• _AIM OF THE EXERCISE_
Print the entire listing. Each line must match the original exactly.

>> Start INPUT FOR THIS TASK

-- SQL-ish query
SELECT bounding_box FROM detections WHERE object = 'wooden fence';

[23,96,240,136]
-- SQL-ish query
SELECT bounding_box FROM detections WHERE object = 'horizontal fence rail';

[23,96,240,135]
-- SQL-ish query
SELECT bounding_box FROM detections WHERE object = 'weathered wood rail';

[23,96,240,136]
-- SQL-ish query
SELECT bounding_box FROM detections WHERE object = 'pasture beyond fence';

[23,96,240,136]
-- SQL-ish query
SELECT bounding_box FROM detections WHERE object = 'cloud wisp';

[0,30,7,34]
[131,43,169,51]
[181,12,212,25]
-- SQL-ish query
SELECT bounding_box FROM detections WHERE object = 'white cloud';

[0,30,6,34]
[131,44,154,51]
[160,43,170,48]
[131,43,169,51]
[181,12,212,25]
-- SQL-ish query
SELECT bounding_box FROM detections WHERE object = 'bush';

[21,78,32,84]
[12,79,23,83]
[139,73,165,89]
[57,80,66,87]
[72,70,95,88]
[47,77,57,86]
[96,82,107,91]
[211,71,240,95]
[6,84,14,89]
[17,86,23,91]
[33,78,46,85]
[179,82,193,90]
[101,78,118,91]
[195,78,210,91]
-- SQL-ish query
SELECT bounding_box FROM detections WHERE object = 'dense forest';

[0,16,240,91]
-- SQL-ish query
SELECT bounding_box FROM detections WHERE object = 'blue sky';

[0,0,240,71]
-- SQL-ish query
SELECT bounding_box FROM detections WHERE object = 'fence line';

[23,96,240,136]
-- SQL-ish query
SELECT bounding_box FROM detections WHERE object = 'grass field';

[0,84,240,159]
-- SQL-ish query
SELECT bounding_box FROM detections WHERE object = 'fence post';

>> End INPUT FOR THIS TASK

• _COMPLETE RESPONSE_
-- SQL-ish query
SELECT bounding_box FROM detections WHERE object = 'wooden fence';

[23,96,240,136]
-- SQL-ish query
SELECT bounding_box FROM detections WHERE object = 'horizontal fence rail';

[23,96,240,135]
-- SQL-ish query
SELECT bounding_box FROM detections WHERE object = 'weathered wood rail';

[23,96,240,136]
-- SQL-ish query
SELECT bounding_box FROM detections WHERE object = 'pasture beyond fence';

[23,96,240,136]
-- SQL-ish query
SELECT bounding_box FROM detections WHERE object = 'cloud wisp';

[0,30,7,34]
[131,43,169,51]
[181,12,212,25]
-- SQL-ish query
SELECT bounding_box FROM detections WHERE object = 'white cloud';

[0,30,6,34]
[131,44,154,51]
[160,43,170,48]
[131,43,169,51]
[181,12,212,25]
-- SQL-ish query
SELECT bounding_box FROM detections WHERE object = 'bush';

[21,78,32,84]
[12,79,23,83]
[139,73,165,89]
[57,80,66,87]
[72,70,95,88]
[47,77,57,86]
[96,82,107,91]
[211,71,240,95]
[6,84,14,89]
[17,86,23,91]
[33,78,46,85]
[179,82,193,90]
[101,78,118,91]
[195,78,210,91]
-- SQL-ish query
SELECT bounding_box FROM detections WHERE object = 'dense forest';

[0,16,240,91]
-- SQL-ish query
SELECT bounding_box FROM detections WHERE object = 'blue sky';

[0,0,240,71]
-- SQL-ish query
SELECT bounding_box FROM detections WHERE object = 'fence line';

[23,96,240,136]
-- SQL-ish query
SELECT bounding_box FROM detections WHERE object = 'grass field';

[0,84,240,159]
-- SQL-ish query
SELECT bounding_box FROM detections WHERE object = 'fence post';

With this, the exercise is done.